**Directions for this task:**
Pick out each line of the records below that contains the word "soil", and copy those lines. Treat uppercase and lowercase as different.

**The records:**
[start]

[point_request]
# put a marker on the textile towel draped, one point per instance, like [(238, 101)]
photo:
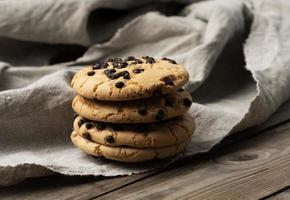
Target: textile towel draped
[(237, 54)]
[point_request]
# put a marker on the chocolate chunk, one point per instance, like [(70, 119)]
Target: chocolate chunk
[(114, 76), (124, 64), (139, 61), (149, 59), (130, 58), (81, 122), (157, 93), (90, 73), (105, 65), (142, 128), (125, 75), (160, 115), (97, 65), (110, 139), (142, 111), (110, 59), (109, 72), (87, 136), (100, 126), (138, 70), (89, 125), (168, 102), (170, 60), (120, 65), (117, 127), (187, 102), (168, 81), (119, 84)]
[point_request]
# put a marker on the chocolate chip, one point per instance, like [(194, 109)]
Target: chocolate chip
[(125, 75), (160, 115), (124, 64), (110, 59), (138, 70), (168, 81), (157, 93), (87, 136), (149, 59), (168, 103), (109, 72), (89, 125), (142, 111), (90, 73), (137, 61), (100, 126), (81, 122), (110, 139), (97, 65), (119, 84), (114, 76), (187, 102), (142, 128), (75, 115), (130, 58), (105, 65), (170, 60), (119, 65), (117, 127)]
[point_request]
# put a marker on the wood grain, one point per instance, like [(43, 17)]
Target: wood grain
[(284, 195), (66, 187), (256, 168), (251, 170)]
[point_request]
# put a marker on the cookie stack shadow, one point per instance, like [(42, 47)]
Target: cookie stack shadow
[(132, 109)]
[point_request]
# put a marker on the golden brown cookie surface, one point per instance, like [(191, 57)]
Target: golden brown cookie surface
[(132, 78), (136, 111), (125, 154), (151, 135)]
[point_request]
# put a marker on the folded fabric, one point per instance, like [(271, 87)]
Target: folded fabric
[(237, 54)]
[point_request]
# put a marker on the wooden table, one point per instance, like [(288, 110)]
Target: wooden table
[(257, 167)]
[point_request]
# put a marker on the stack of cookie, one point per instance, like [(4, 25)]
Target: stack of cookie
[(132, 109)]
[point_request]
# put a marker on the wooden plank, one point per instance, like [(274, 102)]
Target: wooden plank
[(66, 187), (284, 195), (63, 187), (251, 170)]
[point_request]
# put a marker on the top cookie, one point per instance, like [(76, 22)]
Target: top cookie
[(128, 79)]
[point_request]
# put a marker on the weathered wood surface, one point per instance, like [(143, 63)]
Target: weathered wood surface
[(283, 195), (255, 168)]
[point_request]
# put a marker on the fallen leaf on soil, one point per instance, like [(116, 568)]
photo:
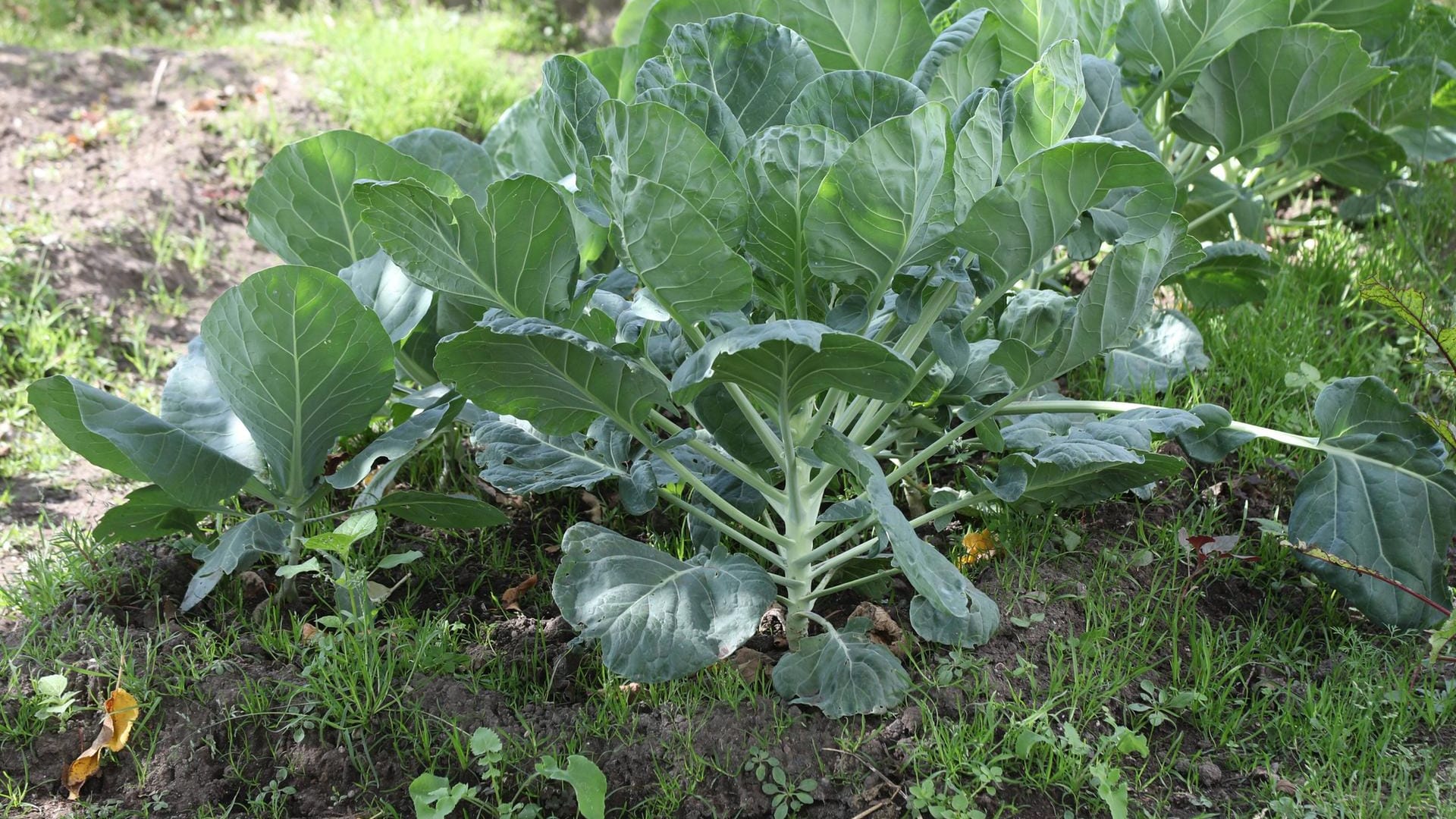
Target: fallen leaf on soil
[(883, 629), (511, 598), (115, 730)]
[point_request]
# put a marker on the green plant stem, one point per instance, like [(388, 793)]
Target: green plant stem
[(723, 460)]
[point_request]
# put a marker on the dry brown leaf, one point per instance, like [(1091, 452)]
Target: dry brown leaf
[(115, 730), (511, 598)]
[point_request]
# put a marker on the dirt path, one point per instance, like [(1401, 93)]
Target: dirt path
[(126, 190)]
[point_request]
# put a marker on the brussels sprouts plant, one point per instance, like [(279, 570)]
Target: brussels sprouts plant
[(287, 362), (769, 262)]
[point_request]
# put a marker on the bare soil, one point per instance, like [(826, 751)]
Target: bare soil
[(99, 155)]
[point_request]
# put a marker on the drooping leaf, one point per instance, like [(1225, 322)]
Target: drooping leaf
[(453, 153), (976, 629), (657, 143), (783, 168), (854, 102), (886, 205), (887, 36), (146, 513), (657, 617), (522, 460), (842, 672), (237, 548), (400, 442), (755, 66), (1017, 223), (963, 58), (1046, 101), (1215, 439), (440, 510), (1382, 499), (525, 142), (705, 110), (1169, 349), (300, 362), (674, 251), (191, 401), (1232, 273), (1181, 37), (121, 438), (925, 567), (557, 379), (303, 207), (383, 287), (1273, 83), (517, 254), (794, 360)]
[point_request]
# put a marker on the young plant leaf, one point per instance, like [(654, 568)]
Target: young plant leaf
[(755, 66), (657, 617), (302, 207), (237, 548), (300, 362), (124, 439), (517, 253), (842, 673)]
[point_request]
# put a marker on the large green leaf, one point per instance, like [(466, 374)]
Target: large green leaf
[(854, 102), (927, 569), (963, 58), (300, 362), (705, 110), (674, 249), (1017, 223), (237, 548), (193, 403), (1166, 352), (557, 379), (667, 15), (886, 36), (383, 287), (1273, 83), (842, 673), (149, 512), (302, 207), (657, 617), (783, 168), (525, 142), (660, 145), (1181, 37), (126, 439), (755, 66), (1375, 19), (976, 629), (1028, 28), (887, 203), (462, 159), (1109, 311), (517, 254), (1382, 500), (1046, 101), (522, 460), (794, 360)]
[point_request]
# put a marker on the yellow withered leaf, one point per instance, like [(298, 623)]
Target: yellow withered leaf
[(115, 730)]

[end]
[start]

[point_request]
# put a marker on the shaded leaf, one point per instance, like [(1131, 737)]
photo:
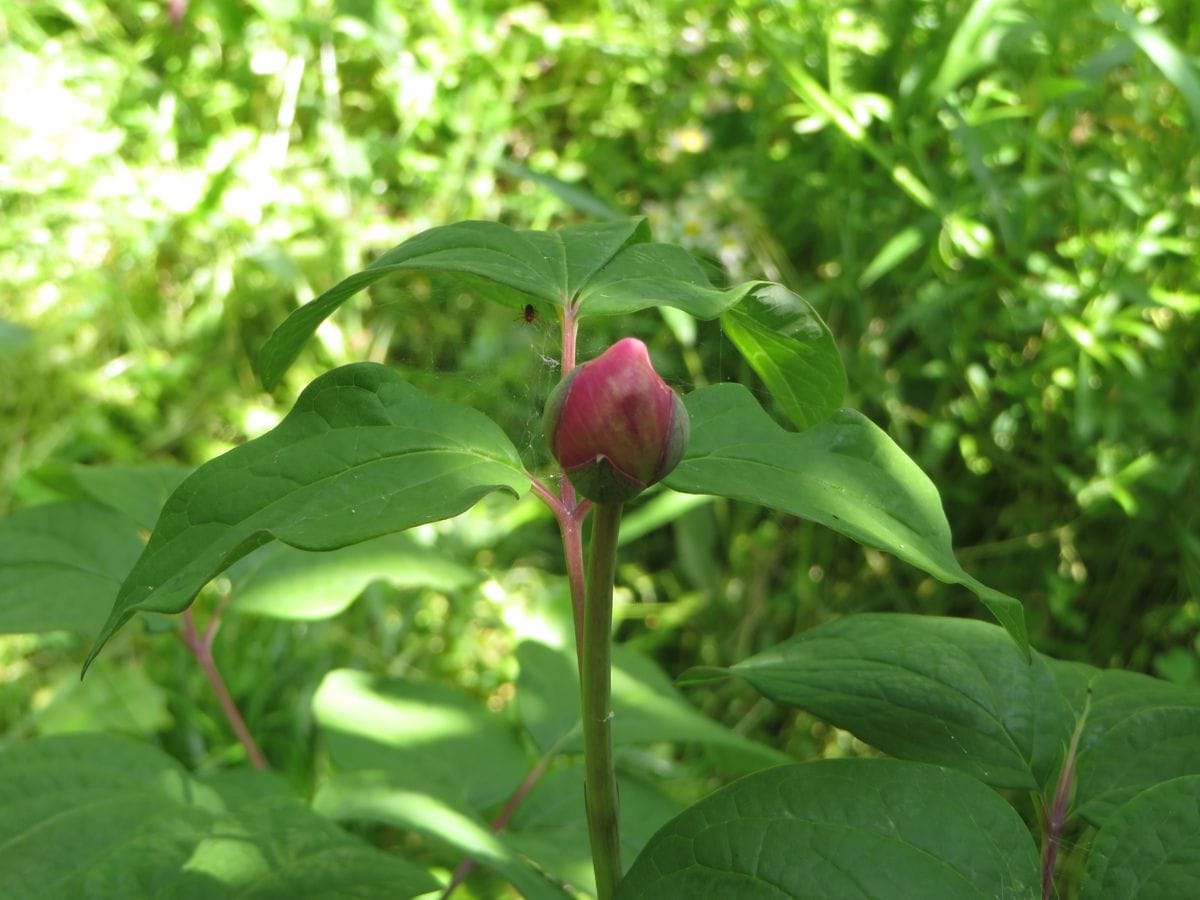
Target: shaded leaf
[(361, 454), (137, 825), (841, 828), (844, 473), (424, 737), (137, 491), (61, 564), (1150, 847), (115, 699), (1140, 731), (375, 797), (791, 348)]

[end]

**Complete answer:**
# put a marker on the fallen leaf on soil, one point per instance, like [(116, 568)]
Target: fallen leaf on soil
# put a marker on the bare soil, one point per instance, like [(826, 751)]
Target: bare soil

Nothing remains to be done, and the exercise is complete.